Begin Document extract

BY MICHAEL PROUDFOOT

Thai conductor Trisdee na Patalung’s debut in 2006 at the age of 20, conducting The Magic Flute in Bangkok, was ecstatically greeted by the critics, with London’s Opera magazine hailing him as a genius. He quickly established a reputation in Europe, conducting Gluck’s Orfeo ed Euridice at the Steyr Music Festival in Austria, working at the Netherlands Opera Studio, conducting Handel’s Belshazzar (directed by Harry Kupfer), Monteverdi’s Il combattimento di Tancredi e Clorinda, Marc-Antoine Charpentier’s La Descente d’Orphee aux Enfers, Monteverdi’s Orfeo, and Rossini’s La Cenerentola. He has also conducted in Scotland and extensively in Italy, with a variety of orchestras and conducted Il viaggio a Reims at the Rossini Festival in Pesaro. Michael Proudfoot asks him about his early years, how he met his mentor, Somtow Sucharitkul, and what he’s up to now.

When did you first show signs of interest in music?

My father and his brother loved classical music, especially, for my father, piano music. Not vocal music: when choral music came on the radio, he’d switch it off. He had a collection of recordings, including Wilhelm Kempff playing the Beethoven piano sonatas, and Karajan conducting the Beethoven symphonies.

My best subjects at school were mathematics, science, English. I wasn’t at all interested in music. We had a grand piano in the house, but I never touched it. My parents tried to persuade me to take up an instrument, but I said “I hate music!”. This really was how I felt at the time.

My uncle’s wife gave piano lessons, and one day when I was 13 I heard her giving one of these lessons. I don’t quite know why it had never occurred to me before, but I suddenly thought, “Wow, what a strange concept, music… ‘organised sound’?” and said that I wanted lessons. I started daily piano lessons from my aunt. At the same time, my father started to teach me the theory of music. That was very important – essential, I think. You are only properly literate, as it were, in music, if you understand the theory of music, and the earlier you study it the better, in my opinion. Since much of the basic theory that is required for one to be able to read music is mathematics-based, I didn’t have such a hard time grasping it.

My father had the score of all the Beethoven piano sonatas, and when I was at home, practising, I started working out how to play the Moonlight Sonata, and after two weeks I was starting to play it. My aunt found out and was shocked. “You shouldn’t do that! It will ruin your technique – you must learn the basics properly before you can tackle those pieces. Okay?” she said. I agreed – but of course, secretly I continued, and started on the first movement of the Pathétique 5 months afterwards. My father heard me playing the Pathétique and phoned my aunt and said “Listen to this!”, and placed the phone near the piano. My aunt heard me playing, and said “I think he’d better find a new teacher”. This was by no means a comment of exasperation. She was a great teacher but I think dealing with my unruliness was a perhaps little tough. After that I started lessons with a prominent Thai piano teacher. I listened to my father’s recordings, and became interested in composing, and decided to have violin lessons, just enough so that I was equipped with a rudimentary understanding of how string instruments worked; something that’s absolutely vital if one wishes to compose for the orchestra.

End Document extract

§ **Aim of the exercise**
Carry on the interview with conductor Trisdee na Patalung above, starting right after its final sentence.

Begin Provided records

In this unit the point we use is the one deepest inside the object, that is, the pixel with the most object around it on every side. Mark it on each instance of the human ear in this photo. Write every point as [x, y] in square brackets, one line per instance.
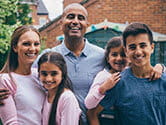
[152, 46]
[15, 49]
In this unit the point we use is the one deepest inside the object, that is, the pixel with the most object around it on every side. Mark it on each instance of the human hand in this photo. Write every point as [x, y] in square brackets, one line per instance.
[110, 82]
[156, 72]
[4, 93]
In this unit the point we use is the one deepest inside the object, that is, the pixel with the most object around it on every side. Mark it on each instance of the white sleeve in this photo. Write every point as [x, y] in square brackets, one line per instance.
[8, 112]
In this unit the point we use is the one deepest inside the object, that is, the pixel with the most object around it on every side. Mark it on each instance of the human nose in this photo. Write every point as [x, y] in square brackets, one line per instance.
[138, 51]
[119, 57]
[32, 47]
[75, 20]
[48, 78]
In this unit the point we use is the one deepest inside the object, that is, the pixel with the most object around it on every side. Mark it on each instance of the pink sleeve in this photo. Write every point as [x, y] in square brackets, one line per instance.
[70, 110]
[8, 113]
[94, 97]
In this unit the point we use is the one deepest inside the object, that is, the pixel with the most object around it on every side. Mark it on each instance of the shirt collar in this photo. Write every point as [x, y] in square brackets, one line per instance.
[85, 51]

End Provided records

§ **Reply to the task**
 

When and how did you first meet Somtow? 

After I had completed the first half of High School, when I was 16, we had to decide what I was going to do, and I started at on the Mahidol Pre-College Music Program. We were encouraged to go to concerts as part of the course, and one day I was at a concert with some of my friends. I saw Somtow, and I said to my friends “Look, there’s Ajarn Somtow – the famous composer and conductor in the flesh! I will go and ask for his autograph!”. So I did. As he was signing the autograph, I said to him “One day, I want to become a composer and a conductor!”, although I really had very little idea what a conductor actually did. He asked me if I had any compositions I could show him. I had my school satchel with me, in which I always carried around with loads of stuff, including some of my own compositions. I showed him a Polonaise I had written, with an Isaan-style (Northeastern-Thai-style) melody. He was intrigued at such an unusual combination, and at that moment decided he wanted to teach me himself. 

My father agreed, and I went to live and study with Somtow. Initially I continued with the course at Mahidol, but soon gave it up. I could get a far better and wide ranging education with Somtow. Again, my father agreed. “After all,” he said, “Mozart didn’t have a University degree!”. I learned so much from Somtow, not only about music itself, but also about the cultural background of Western Classical music, and much else besides. Also we spoke English all the time. I couldn’t have been here as I am, talking fluently in English, without Somtow.

With Somtow I quickly became engaged as a repetiteur for the opera company [Bangkok Opera, later renamed Opera Siam]. That was an immensely useful experience. I learned to accompany singers, and how to reproduce an orchestral sound on the piano – it was wonderful training, especially for someone who wanted to conduct opera.

 

If you could take to a desert island the works of just one composer, who would it be? Would you want to take with you recordings, or scores?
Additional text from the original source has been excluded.